----- Material supplied -----

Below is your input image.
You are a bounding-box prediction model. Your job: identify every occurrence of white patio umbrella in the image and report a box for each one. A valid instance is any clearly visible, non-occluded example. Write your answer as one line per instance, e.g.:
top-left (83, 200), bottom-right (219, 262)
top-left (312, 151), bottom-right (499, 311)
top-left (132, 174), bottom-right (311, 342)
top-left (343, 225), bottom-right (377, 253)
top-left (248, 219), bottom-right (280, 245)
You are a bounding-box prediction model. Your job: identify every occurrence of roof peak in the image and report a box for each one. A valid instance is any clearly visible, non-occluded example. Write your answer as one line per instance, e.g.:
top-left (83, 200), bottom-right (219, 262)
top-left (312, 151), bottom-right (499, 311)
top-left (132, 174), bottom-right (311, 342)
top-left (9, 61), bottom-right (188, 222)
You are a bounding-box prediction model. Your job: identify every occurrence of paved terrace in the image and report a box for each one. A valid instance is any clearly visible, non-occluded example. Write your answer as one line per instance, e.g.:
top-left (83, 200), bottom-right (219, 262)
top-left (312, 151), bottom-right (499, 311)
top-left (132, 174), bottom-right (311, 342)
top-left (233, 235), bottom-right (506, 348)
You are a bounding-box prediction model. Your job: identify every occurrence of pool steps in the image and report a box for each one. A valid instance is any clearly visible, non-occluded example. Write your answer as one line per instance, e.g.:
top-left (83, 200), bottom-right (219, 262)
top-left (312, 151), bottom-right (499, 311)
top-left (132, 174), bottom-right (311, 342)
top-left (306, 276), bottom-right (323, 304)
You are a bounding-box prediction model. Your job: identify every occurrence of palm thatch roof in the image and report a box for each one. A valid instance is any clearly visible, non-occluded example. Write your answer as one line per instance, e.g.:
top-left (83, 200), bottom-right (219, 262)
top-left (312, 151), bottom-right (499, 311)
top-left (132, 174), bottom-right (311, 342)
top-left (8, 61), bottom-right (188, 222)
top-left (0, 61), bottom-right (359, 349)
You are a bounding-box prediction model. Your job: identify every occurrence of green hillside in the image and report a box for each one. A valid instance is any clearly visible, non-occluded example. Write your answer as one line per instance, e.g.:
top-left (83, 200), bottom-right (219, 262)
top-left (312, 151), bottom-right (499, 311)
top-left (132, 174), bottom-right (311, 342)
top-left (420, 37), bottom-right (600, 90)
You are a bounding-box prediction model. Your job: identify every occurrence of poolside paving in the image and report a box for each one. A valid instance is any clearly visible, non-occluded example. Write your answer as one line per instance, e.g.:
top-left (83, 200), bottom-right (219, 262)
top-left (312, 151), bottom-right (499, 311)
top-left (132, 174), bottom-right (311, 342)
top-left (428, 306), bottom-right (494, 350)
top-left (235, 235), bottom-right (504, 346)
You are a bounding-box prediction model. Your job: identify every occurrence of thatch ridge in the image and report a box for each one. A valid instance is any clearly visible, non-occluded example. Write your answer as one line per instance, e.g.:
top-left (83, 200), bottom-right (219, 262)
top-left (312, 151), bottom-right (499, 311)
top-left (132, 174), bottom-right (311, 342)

-----

### Exercise objective
The whole of the material should be restated word for word.

### Exercise output
Below is your input image.
You are a bounding-box prediction model. Your job: identify every occurrence of white patio umbrella in the image and report a box for each one. A valid instance is any clearly visible, non-occluded example. Write your answer as one line per instance, e.g.:
top-left (83, 200), bottom-right (219, 262)
top-left (312, 151), bottom-right (499, 311)
top-left (132, 174), bottom-right (311, 342)
top-left (343, 225), bottom-right (377, 253)
top-left (248, 219), bottom-right (280, 245)
You are a bounding-box prediction model. Your job: identify every occurrence of roof peak in the image and report a box for each one. A valid instance is any clearly visible, non-occluded example. Write your answer as one line per instance, e.g.:
top-left (83, 200), bottom-right (219, 262)
top-left (312, 151), bottom-right (499, 311)
top-left (132, 174), bottom-right (311, 342)
top-left (9, 61), bottom-right (188, 222)
You are a bounding-box prediction model. Your job: identify every occurrence of paved terrace in the image and report a box for each one. A valid instance is any clearly visible, non-occluded example. Write your answer as one line per instance, e.g.:
top-left (83, 200), bottom-right (219, 262)
top-left (312, 151), bottom-right (499, 311)
top-left (132, 174), bottom-right (311, 342)
top-left (233, 235), bottom-right (506, 348)
You are a bounding-box prediction model. Your job: identify every occurrence of pool steps in the image and report a box for each one. A valid instance is any clearly visible, non-occluded example. Write your answer as one line per instance, e.g.:
top-left (83, 200), bottom-right (219, 262)
top-left (312, 151), bottom-right (499, 311)
top-left (132, 174), bottom-right (311, 342)
top-left (306, 276), bottom-right (323, 304)
You are a bounding-box prediction model. Your job: identify every occurrence of palm thatch roof in the image and report a box for each one. A valid instance is any clearly visible, non-occluded example. Write your answer as one line per instance, e.g.:
top-left (83, 200), bottom-right (219, 262)
top-left (312, 151), bottom-right (499, 311)
top-left (132, 174), bottom-right (311, 342)
top-left (8, 61), bottom-right (188, 222)
top-left (0, 61), bottom-right (359, 349)
You are a bounding-box prediction model. Your job: identify every occurrence of green hillside in the image and report a box for each one. A valid instance is any clearly visible, non-occluded example. Write your answer as one line per instance, e.g.:
top-left (83, 200), bottom-right (219, 262)
top-left (312, 151), bottom-right (499, 311)
top-left (132, 174), bottom-right (311, 342)
top-left (420, 37), bottom-right (600, 90)
You are a bounding-box prediction model. Your job: identify every occurrence of poolside paving in the image and report a box for each one. A valid instance is any clearly visible, non-occluded example. Write your answer as one line per instance, e.g.:
top-left (83, 200), bottom-right (219, 262)
top-left (312, 151), bottom-right (499, 311)
top-left (132, 174), bottom-right (311, 342)
top-left (428, 306), bottom-right (494, 350)
top-left (235, 235), bottom-right (504, 346)
You are a bounding-box prediction model. Your job: identify every occurrence of thatch ridge in the image and report a box for each one. A valid instance is any clearly visible, non-occluded example. Write your answer as one line per instance, e.g.:
top-left (83, 200), bottom-right (219, 262)
top-left (312, 151), bottom-right (499, 311)
top-left (132, 174), bottom-right (311, 342)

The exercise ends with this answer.